* **Exercise requirements**
Retype the following data line for line, leaving every character unchanged.

(Location annotation dataset excerpts)

********

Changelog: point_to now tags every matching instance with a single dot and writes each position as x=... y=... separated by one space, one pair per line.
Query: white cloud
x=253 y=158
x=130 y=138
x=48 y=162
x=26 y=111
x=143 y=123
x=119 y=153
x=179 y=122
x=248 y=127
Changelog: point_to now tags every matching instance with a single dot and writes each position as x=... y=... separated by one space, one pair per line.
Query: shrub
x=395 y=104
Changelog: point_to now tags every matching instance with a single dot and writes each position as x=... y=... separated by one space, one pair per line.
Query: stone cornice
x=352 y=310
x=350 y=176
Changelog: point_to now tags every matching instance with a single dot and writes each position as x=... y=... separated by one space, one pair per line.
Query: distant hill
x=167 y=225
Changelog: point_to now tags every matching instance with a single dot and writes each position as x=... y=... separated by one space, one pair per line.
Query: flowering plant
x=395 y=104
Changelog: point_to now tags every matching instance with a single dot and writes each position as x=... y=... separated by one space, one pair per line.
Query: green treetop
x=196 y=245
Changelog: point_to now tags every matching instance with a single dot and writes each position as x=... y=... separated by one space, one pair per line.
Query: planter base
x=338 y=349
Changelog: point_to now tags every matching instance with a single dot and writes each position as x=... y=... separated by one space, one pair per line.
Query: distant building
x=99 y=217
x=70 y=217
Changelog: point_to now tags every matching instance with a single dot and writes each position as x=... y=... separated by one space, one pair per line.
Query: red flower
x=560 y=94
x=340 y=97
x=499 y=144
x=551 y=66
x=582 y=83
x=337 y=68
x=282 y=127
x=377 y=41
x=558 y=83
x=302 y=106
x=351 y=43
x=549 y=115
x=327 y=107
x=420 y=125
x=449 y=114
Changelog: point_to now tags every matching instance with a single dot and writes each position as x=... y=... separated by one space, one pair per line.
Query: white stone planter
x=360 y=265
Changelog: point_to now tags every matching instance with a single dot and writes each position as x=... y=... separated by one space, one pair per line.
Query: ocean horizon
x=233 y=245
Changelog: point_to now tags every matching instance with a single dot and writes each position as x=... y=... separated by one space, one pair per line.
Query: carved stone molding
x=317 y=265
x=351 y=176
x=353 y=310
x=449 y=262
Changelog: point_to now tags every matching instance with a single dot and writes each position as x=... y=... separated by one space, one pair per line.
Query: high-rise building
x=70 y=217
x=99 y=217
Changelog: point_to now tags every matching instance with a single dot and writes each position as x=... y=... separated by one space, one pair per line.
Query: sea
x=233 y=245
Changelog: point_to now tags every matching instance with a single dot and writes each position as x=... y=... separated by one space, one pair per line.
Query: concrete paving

********

* **Solved exercise**
Changelog: point_to now tags every matching instance with a single dot and writes each position as x=... y=... separated by one space, one pair per line.
Query: white cloud
x=253 y=158
x=130 y=138
x=48 y=162
x=26 y=111
x=143 y=123
x=119 y=153
x=179 y=122
x=248 y=127
Changelog: point_to now tags every matching instance with a single dot and writes each position as x=... y=... separated by one space, one pair per line.
Query: shrub
x=395 y=104
Changelog: point_to now tags every matching instance with a single dot and writes each position as x=... y=... separated by one space, one pair per line.
Query: stone cornice
x=352 y=310
x=350 y=176
Changelog: point_to now tags every matching instance with a single dot and writes each position as x=... y=... separated by one space, one pair per line.
Query: distant hill
x=167 y=225
Changelog: point_to now tags every matching instance with a single dot and writes each position as x=... y=... separated by one space, one pair per line.
Query: flowering plant
x=395 y=104
Changelog: point_to now tags every matching instance with a single dot and writes each position as x=... y=... separated by one space, one pair per line.
Query: green treetop
x=196 y=245
Changelog: point_to now tags every matching instance with a single dot and writes each position as x=... y=... separated by one space, one pair per line.
Query: planter base
x=338 y=349
Changelog: point_to now tags every matching instance with a single dot and writes each position as x=... y=... separated by one space, one pair per line.
Query: distant building
x=99 y=217
x=70 y=217
Changelog: point_to now tags every matching instance with a single dot and writes each position as x=... y=... separated by one space, one pair per line.
Query: red flower
x=560 y=94
x=340 y=97
x=499 y=144
x=551 y=66
x=582 y=83
x=337 y=68
x=282 y=127
x=377 y=41
x=558 y=83
x=302 y=106
x=351 y=43
x=549 y=115
x=327 y=107
x=420 y=125
x=449 y=114
Changelog: point_to now tags every matching instance with a single dot and writes each position as x=... y=... separated by one space, one pair per line.
Query: white stone planter
x=360 y=265
Changelog: point_to now tags every matching instance with a single dot and writes each position as x=... y=... separated by one space, one pair per line.
Query: ocean horizon
x=233 y=245
Changelog: point_to now tags every matching instance with a single dot and writes each position as x=... y=... separated by one space, one pair per line.
Query: carved stone molding
x=317 y=265
x=351 y=176
x=353 y=310
x=449 y=262
Changelog: point_to now tags every matching instance with a single dot and writes each position as x=... y=... separated by one space, one pair per line.
Query: high-rise building
x=70 y=217
x=99 y=217
Changelog: point_to now tags every matching instance with a single dot and writes each position as x=... y=... separated by one space, one pair per line.
Query: sea
x=233 y=245
Changelog: point_to now tags every matching instance with a single dot and writes each position as x=... y=... separated by one space, one pair per line.
Query: concrete paving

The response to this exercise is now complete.